#### Provided information ####
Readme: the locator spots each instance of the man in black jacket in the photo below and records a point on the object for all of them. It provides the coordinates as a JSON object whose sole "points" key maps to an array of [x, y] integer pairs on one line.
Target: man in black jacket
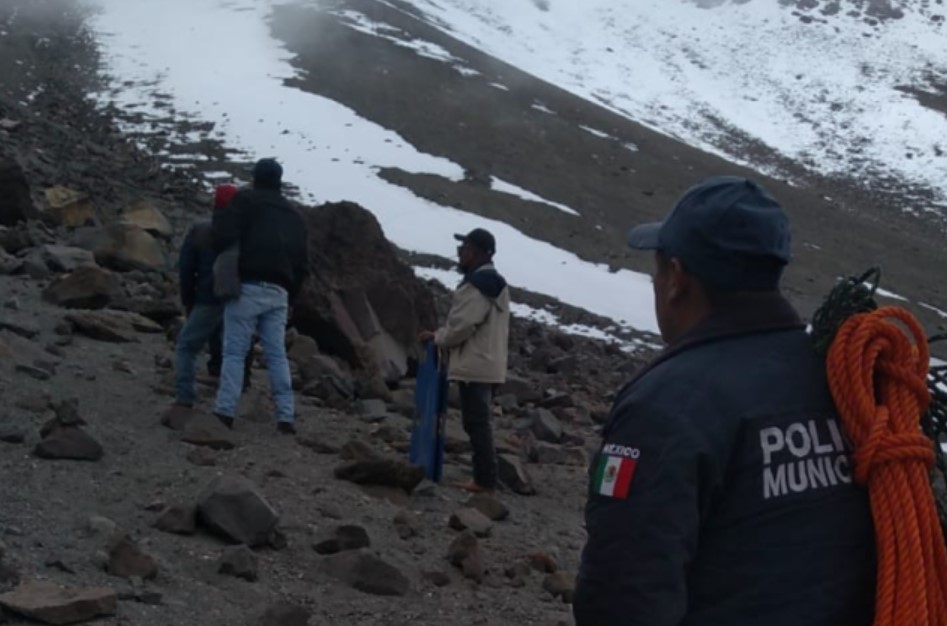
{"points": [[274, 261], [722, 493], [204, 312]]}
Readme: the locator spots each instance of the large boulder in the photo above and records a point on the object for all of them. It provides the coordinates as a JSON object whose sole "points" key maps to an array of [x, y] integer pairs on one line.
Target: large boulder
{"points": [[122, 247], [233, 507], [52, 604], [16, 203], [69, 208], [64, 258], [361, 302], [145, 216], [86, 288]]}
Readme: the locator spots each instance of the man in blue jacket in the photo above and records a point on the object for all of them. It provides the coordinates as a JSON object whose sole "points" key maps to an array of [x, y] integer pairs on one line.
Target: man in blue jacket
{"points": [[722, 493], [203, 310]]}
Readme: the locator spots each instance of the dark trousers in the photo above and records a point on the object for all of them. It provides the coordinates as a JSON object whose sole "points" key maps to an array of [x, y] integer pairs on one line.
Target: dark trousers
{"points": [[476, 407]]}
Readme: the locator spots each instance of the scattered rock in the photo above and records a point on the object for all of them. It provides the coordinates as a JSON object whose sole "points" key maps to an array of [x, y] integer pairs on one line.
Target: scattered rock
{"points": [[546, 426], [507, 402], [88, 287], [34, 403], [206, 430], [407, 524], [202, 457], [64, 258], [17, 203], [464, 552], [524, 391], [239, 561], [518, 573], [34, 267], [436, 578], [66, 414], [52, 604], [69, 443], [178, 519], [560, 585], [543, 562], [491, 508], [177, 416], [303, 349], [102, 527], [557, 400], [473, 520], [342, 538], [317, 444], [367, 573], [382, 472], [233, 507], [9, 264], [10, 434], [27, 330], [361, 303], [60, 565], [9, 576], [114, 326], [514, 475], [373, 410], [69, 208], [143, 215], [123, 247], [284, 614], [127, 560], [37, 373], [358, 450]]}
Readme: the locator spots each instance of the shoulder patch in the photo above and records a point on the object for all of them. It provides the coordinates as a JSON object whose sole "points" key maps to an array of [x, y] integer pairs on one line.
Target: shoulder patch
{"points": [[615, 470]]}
####
#### Provided information ####
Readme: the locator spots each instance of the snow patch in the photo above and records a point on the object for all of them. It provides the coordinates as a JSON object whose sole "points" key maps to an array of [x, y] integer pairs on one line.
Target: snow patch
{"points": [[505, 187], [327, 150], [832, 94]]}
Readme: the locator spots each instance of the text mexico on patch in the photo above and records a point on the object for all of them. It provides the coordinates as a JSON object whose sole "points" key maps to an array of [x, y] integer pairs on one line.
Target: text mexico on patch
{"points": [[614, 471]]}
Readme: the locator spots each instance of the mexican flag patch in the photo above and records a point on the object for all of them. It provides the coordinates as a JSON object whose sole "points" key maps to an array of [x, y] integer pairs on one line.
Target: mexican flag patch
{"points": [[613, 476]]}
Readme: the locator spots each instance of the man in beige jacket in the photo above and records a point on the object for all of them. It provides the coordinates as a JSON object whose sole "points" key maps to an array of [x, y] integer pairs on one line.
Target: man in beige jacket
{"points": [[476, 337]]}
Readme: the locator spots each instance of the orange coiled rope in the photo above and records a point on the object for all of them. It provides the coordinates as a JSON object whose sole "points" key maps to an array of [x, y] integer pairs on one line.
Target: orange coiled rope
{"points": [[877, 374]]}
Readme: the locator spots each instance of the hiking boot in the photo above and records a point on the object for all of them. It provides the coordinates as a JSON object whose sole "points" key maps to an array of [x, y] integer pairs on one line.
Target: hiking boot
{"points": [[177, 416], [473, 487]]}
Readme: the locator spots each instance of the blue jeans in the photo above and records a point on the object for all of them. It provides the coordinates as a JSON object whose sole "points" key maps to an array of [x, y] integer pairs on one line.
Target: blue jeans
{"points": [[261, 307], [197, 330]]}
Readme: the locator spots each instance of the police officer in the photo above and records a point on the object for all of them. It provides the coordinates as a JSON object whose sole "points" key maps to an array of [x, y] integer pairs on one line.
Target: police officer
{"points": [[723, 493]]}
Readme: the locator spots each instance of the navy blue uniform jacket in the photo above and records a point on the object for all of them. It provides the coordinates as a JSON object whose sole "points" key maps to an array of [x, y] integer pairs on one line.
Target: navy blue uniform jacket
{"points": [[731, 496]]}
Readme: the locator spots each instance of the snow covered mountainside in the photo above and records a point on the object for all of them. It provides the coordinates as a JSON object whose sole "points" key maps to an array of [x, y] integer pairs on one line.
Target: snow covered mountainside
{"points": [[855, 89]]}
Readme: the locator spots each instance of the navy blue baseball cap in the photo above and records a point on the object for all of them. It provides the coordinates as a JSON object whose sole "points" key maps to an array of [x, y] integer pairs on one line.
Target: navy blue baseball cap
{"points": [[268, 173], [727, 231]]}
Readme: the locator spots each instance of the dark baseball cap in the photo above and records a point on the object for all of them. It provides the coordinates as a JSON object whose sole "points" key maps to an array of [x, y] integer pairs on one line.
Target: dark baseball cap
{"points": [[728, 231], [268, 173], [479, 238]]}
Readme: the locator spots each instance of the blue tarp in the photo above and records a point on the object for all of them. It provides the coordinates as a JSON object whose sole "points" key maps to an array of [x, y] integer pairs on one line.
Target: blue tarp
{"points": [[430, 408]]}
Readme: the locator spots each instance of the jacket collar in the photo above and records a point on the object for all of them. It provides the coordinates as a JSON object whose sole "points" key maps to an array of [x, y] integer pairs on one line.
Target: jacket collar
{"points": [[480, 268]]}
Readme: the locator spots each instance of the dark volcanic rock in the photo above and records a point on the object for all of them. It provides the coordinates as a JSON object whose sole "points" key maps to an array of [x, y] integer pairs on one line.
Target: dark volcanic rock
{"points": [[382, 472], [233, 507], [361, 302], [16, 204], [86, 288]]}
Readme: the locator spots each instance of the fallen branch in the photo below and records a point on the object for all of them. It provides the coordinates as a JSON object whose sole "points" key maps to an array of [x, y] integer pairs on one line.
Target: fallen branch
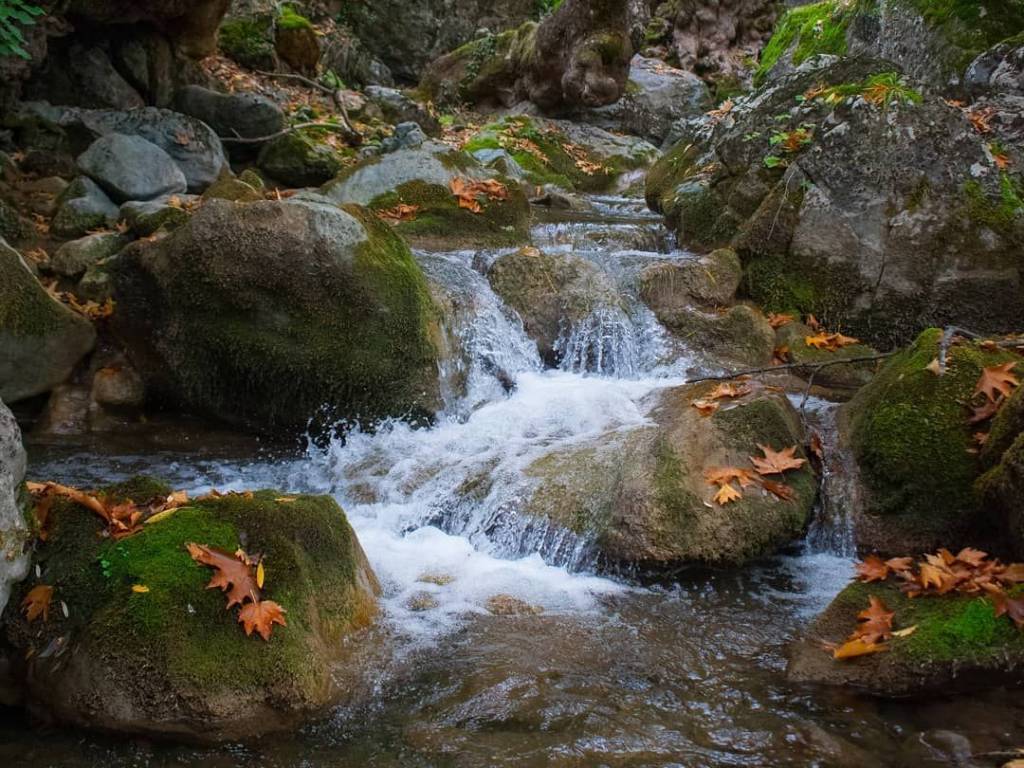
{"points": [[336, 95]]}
####
#### Provided information ####
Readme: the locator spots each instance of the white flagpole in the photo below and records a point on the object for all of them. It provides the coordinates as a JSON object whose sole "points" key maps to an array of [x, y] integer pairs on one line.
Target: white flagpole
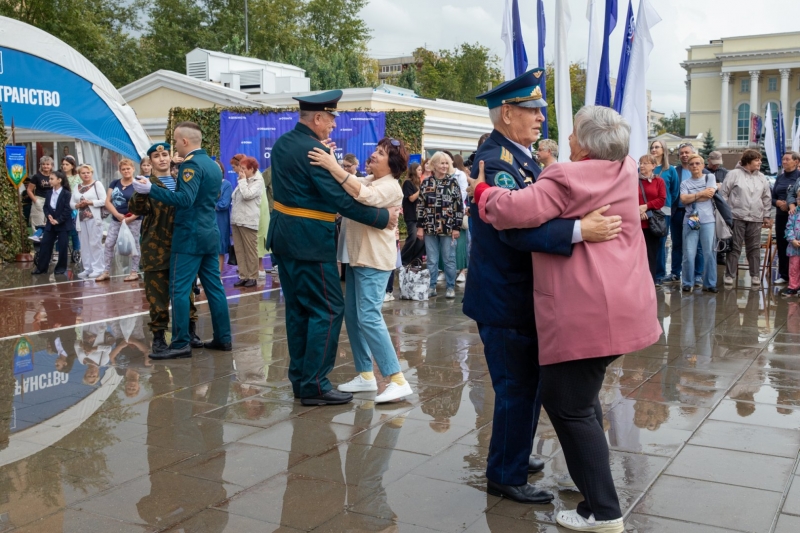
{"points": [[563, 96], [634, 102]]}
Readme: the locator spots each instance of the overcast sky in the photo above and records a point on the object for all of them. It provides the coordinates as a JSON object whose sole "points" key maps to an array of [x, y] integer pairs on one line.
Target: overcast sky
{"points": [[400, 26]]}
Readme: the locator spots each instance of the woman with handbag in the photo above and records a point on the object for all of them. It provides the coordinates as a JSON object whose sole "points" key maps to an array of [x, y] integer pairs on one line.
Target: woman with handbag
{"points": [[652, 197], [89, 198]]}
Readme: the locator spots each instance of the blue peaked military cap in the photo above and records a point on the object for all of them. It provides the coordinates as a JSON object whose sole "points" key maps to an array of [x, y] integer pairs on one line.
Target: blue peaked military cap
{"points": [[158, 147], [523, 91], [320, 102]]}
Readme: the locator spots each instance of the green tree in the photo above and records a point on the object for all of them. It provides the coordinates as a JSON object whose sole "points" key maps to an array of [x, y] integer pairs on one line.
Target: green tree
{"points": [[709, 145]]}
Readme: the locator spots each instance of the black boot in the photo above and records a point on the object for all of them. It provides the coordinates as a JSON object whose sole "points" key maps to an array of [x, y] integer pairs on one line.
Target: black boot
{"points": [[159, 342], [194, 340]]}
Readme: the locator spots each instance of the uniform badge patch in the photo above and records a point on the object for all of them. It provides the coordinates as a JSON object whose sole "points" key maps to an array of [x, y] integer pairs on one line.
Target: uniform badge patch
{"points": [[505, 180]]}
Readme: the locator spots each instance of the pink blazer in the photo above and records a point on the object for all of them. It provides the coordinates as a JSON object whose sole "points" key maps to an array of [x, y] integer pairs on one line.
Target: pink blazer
####
=== Work to do ===
Please count how many lines of the records above contain the string "tarp", treating uppercase and lowercase as different. Reply with the number alone.

=== Task answer ===
2